[Image point annotation entries]
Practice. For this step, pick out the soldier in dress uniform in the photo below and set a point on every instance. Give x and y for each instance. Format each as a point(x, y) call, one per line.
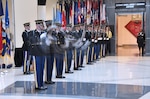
point(68, 51)
point(95, 43)
point(49, 56)
point(82, 51)
point(25, 47)
point(141, 42)
point(76, 50)
point(89, 49)
point(104, 42)
point(38, 54)
point(109, 36)
point(59, 52)
point(99, 39)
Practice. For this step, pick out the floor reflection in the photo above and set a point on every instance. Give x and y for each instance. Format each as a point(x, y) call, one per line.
point(115, 91)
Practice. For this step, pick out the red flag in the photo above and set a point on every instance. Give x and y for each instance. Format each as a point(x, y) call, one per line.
point(89, 5)
point(79, 12)
point(1, 44)
point(63, 17)
point(70, 12)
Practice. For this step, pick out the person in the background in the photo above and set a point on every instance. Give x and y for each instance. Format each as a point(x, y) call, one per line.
point(6, 47)
point(109, 36)
point(141, 42)
point(38, 54)
point(25, 47)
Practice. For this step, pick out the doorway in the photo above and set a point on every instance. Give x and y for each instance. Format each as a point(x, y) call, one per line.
point(128, 25)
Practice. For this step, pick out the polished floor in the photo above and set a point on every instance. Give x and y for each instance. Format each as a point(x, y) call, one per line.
point(112, 77)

Problem -> Recast all the records above as a Markdown table with two columns, Row and Record line, giving each line its own numbered row and skipping blank lines. Leave the pictures out of the table.

Complete answer ->
| Row | Record line |
|---|---|
| 1 | Practice. For this step, pick out the soldier in dress uniform in the photo below and set a point on every instance. Give x and y for each instance. Format each as a point(x, y) call, one per line. |
| 2 | point(68, 51) |
| 3 | point(95, 43) |
| 4 | point(49, 56) |
| 5 | point(82, 51) |
| 6 | point(25, 47) |
| 7 | point(141, 42) |
| 8 | point(76, 50) |
| 9 | point(89, 49) |
| 10 | point(104, 42) |
| 11 | point(38, 54) |
| 12 | point(109, 36) |
| 13 | point(59, 52) |
| 14 | point(99, 39) |
| 15 | Practice. For this step, pick out the floor reflection in the photo above and set a point on every instance. Give x and y for each instance. Format each as a point(x, y) call, one per line. |
| 16 | point(115, 91) |
| 17 | Practice. For this step, pick out the red flag in the photo above and set a point on every instance. Give x and y for each instance. Format each as a point(x, y) call, one per line. |
| 18 | point(89, 5) |
| 19 | point(79, 12) |
| 20 | point(1, 44) |
| 21 | point(63, 17) |
| 22 | point(70, 12) |
| 23 | Practice. For this step, pick out the person in the background in the photo above and set a point on every instance. Give x and y for each instance. Format each as a point(x, y) call, one per line. |
| 24 | point(6, 47) |
| 25 | point(109, 36) |
| 26 | point(141, 42) |
| 27 | point(38, 54) |
| 28 | point(25, 47) |
| 29 | Practice. For this step, pick out the doorway in the photo above and set a point on every instance. Give x and y for each instance. Format each as a point(x, y) call, one per line. |
| 30 | point(128, 25) |
| 31 | Practice. For this step, pick out the polished floor in the photo above and set a point on every instance. Give x and y for each instance. Format each as a point(x, y) call, one per line. |
| 32 | point(112, 77) |